++++ DOCUMENT PASSAGE

Societe Generale CEO sees market nerves lingering
The head of French bank Societe Generale
Societe Generale has seen its stock hammered this month along with other European banks in a global selloff that particularly hit banks exposed to Greek and Italian debt.
The nervousness around banking stocks may last at least until the publication of third-quarter results, end-October, start of November, SocGen CEO Frederic Oudea told the weekly Journal du Dimanche's Sunday edition.
At that time we will have the opportunity to communicate to markets that the bank does not have liquidity problems, that its activity is healthy and that its investment capacity is intact.
European banking shares ended a torrid week on Friday at their lowest level in nearly 29 months on worries about their ability to fund themselves amid a worsening economic slowdown.
Earlier this month France's AMF market regulator imposed a 15-day ban on the short-selling of stocks and opened an investigation into market rumours about Societe Generale that had tipped its shares into freefall.
Oudea said all banks were victims of the recent lowering of economic growth outlooks for the United States and Europe and of growing concern over the euro zone's debt crisis.
The markets are also waiting for political decisions that are taking time. Several countries are preparing to hold elections: the United States, France, Germany. We could see wait-and-see period. We have to be patient, he said.
Oudea said he did not see another recession ahead, but rather an excess of pessimism where before markets had been over-optimistic about the pace of the economic recovery.
He played down the likelihood of a wave of consolidation in Europe's banking sector in the wake of the stock market rout.

++++++++
++++ PROVIDED INFORMATION

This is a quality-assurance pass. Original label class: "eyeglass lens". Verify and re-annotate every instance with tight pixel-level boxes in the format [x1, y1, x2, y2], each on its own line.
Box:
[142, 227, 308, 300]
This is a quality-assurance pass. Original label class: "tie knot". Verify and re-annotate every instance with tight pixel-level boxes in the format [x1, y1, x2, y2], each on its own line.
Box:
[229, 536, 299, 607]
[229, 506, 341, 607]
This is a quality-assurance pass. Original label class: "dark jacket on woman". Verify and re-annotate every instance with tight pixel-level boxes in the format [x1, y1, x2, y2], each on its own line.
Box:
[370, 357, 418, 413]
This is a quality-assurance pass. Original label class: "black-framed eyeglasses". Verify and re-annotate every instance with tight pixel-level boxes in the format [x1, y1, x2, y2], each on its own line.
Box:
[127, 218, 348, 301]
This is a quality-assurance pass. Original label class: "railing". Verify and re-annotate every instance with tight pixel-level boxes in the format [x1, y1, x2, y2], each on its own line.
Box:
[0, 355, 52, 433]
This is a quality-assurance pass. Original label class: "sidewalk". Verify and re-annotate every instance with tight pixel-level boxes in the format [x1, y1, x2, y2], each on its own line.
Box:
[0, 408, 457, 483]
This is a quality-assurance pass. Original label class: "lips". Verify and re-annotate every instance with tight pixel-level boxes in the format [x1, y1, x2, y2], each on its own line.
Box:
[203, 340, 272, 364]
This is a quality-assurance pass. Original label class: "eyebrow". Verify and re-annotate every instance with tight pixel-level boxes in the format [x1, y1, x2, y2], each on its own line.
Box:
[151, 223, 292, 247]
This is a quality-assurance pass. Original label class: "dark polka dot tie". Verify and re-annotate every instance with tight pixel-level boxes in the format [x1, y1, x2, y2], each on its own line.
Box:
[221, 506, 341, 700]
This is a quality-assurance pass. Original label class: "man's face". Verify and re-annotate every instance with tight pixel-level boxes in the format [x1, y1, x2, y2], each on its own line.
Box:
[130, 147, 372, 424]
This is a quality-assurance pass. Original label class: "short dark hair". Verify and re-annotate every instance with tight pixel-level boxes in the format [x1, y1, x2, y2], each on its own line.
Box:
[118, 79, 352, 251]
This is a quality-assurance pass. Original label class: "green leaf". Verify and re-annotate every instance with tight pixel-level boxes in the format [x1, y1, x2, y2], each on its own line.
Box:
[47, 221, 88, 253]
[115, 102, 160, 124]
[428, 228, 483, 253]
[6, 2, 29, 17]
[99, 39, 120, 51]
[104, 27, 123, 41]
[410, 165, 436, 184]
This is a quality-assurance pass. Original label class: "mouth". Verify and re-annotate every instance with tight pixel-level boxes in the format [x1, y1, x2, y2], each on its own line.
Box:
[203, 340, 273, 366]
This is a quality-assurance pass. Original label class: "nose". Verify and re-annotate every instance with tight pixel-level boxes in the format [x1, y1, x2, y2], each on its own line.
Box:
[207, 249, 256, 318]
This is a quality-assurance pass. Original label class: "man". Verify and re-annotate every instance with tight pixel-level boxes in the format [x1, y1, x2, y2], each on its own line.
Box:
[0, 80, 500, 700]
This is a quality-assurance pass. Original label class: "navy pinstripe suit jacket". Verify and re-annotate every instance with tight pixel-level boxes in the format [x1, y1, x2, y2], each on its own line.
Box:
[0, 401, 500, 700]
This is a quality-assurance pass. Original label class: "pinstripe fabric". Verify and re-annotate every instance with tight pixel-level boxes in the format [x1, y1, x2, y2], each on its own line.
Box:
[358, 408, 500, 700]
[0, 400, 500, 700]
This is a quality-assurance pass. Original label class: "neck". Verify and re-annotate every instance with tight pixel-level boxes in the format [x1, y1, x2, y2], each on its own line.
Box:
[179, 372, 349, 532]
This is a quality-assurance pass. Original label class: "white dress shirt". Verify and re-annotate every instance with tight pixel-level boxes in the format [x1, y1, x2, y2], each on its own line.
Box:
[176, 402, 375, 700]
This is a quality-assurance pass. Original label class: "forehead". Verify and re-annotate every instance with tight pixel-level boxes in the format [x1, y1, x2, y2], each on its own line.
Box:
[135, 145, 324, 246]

++++++++
++++ PROVIDED INFORMATION

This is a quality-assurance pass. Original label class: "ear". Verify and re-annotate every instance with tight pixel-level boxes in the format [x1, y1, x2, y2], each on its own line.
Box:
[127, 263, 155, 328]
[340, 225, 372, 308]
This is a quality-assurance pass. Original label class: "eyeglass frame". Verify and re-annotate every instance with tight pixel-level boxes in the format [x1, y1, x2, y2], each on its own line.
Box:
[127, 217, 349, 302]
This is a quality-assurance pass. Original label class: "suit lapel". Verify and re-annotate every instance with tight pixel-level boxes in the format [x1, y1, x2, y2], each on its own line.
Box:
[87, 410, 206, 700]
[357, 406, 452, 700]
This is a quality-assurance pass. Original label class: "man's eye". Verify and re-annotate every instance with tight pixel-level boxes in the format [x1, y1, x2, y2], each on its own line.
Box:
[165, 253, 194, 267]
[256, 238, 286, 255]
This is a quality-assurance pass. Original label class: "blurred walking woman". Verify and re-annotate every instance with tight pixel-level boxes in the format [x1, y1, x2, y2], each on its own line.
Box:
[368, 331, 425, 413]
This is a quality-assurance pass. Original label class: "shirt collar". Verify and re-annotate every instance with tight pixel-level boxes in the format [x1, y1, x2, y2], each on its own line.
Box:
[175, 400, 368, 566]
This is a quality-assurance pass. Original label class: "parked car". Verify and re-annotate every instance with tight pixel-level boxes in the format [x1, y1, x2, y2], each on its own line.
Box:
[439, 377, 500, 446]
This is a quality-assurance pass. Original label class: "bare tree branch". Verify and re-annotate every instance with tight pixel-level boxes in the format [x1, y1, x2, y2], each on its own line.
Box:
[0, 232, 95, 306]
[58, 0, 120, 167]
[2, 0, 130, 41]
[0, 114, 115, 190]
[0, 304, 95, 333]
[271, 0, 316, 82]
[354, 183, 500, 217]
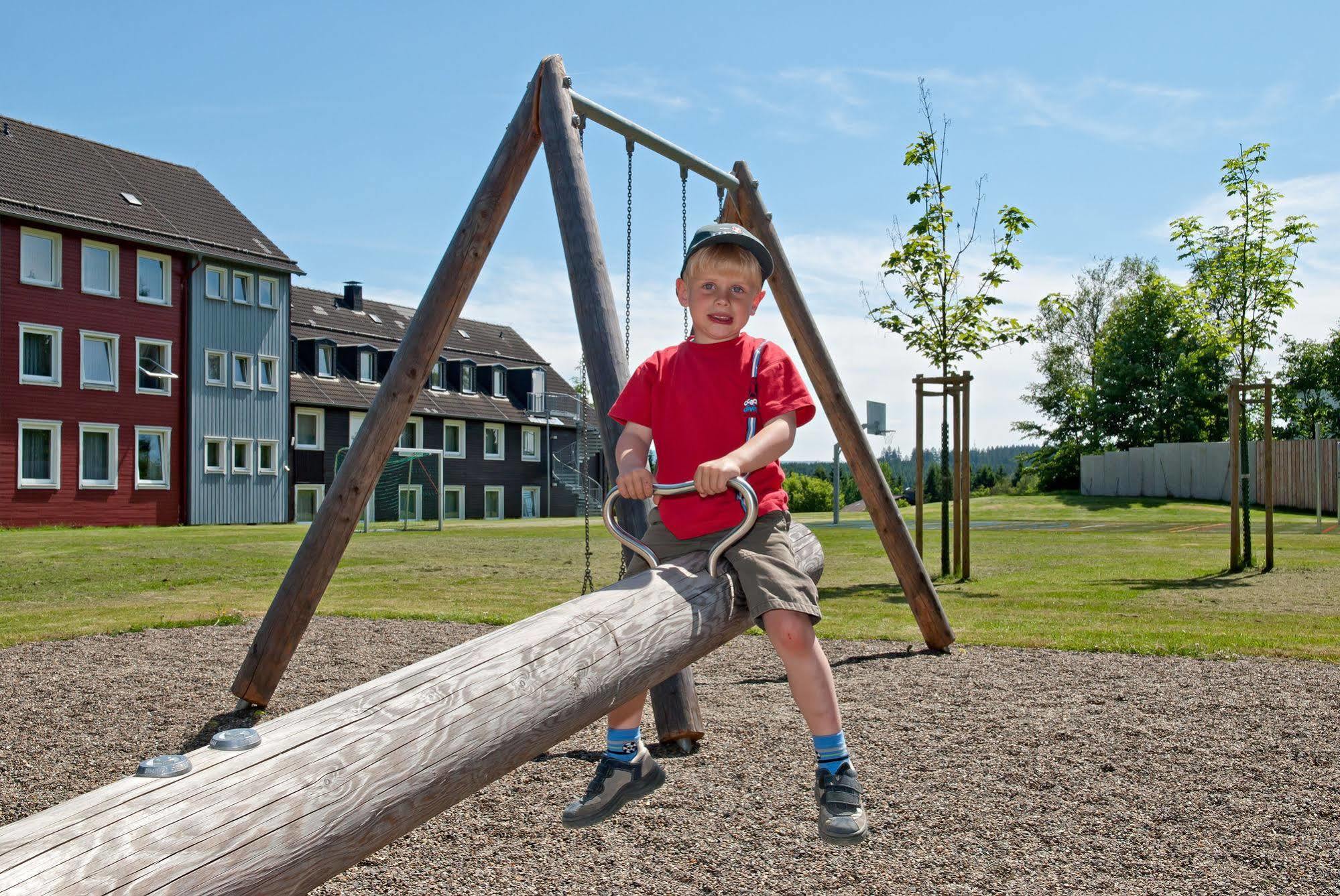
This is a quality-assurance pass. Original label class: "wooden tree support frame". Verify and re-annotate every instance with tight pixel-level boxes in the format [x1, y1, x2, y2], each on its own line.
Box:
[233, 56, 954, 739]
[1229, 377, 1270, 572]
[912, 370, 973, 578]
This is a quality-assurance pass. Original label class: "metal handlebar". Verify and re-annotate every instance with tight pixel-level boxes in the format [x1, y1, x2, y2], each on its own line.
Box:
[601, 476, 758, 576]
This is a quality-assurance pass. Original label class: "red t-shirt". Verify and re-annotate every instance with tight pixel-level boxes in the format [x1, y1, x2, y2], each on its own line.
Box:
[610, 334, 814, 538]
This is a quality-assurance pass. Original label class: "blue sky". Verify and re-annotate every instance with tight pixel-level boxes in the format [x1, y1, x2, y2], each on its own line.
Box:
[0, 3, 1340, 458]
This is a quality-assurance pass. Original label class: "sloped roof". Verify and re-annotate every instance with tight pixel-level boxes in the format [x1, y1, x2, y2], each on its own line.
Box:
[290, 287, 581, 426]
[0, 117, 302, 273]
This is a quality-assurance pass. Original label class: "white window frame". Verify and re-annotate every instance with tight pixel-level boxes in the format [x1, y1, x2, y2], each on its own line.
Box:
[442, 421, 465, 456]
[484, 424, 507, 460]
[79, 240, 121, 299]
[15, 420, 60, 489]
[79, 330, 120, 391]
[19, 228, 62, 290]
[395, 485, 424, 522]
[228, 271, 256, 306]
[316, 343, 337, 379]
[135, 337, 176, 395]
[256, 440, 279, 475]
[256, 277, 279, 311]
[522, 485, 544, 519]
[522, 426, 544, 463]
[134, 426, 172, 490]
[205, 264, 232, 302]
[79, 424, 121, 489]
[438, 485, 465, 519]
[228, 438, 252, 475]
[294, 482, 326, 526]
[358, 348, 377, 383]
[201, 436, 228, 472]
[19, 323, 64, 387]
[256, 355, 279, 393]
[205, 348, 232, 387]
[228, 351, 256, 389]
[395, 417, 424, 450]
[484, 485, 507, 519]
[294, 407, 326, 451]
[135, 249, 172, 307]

++++++++
++++ PROVIDED INFORMATION

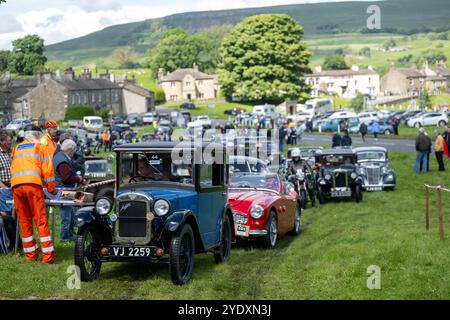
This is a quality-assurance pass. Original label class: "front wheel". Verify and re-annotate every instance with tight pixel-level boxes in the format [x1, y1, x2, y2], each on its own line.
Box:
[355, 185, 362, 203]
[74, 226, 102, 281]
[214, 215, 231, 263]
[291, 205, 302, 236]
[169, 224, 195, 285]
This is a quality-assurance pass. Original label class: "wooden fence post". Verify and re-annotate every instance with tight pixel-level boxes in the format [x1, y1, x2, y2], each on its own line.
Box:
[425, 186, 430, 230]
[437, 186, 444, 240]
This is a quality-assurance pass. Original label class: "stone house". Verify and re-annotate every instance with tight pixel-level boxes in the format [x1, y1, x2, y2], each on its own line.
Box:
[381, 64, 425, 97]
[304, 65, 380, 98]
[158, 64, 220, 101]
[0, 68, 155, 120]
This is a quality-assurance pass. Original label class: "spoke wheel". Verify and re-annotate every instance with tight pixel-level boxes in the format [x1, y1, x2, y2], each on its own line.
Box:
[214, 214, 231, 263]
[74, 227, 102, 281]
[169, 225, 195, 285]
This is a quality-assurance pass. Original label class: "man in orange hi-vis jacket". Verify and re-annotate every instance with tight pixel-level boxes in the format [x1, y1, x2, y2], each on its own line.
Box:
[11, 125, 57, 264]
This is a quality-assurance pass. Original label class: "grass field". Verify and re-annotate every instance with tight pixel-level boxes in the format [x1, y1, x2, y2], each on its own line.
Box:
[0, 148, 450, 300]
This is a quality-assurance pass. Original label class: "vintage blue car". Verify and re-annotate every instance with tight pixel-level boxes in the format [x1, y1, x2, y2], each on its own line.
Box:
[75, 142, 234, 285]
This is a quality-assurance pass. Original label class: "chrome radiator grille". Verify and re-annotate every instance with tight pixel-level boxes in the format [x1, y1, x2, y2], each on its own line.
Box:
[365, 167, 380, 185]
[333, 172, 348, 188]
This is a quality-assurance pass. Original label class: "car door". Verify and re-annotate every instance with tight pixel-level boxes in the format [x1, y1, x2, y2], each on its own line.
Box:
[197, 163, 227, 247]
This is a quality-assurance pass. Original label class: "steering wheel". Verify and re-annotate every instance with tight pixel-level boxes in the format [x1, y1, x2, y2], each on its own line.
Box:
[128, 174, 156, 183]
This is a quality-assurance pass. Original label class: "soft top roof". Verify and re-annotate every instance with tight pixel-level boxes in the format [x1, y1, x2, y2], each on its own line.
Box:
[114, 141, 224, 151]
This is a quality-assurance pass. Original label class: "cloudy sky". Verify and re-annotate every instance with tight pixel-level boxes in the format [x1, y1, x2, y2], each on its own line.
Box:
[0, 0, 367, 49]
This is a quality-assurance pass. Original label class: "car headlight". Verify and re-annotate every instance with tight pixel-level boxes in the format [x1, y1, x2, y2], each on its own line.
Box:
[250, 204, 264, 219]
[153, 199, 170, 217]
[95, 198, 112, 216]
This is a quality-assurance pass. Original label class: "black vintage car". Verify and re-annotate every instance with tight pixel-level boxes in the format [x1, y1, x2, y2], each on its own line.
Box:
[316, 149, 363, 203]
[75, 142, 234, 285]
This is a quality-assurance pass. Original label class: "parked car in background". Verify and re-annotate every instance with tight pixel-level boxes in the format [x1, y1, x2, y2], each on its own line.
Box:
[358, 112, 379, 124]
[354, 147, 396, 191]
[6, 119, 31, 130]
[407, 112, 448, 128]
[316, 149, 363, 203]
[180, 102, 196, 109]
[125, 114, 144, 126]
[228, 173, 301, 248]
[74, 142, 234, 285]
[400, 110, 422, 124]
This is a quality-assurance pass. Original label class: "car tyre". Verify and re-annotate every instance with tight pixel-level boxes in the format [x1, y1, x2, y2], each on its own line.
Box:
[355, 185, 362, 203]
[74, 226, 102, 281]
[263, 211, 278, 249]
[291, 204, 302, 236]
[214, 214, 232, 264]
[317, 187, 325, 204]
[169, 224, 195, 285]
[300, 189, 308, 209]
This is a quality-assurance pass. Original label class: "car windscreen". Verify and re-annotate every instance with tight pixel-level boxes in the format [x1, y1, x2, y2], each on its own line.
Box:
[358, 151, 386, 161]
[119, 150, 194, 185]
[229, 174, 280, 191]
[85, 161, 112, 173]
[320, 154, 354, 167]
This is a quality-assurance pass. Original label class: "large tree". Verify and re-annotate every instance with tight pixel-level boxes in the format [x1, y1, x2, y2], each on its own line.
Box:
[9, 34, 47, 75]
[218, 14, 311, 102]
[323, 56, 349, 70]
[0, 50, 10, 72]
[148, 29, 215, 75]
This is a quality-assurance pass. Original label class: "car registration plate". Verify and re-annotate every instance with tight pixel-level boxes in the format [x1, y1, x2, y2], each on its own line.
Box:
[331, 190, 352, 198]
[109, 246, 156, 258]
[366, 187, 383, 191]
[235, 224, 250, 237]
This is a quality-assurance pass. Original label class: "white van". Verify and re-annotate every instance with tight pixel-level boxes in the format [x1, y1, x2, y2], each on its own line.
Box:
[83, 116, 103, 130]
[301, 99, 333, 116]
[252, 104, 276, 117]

++++++++

> **EXERCISE A**
Decide whether each statement agrees with the Societe Generale article: (i) France's AMF market regulator imposed a 15-day ban on short-selling; (ii) Oudea said he expected another recession; (iii) European banking shares ended the week at their lowest level in nearly 29 months. Answer yes or no for each, and quote the words of the article that decide it.
> **EXERCISE B**
Reproduce the part of the Societe Generale article between "The markets are" and "patient, he said.", inclusive.
The rows are separate material with no connection to the Societe Generale article.

> **EXERCISE RESPONSE A**
(i) Yes: "France's AMF market regulator imposed a 15-day ban on the short-selling of stocks"
(ii) No: "Oudea said he did not see another recession ahead"
(iii) Yes: "European banking shares ended a torrid week on Friday at their lowest level in nearly 29 months"

> **EXERCISE RESPONSE B**
The markets are also waiting for political decisions that are taking time. Several countries are preparing to hold elections: the United States, France, Germany. We could see wait-and-see period. We have to be patient, he said.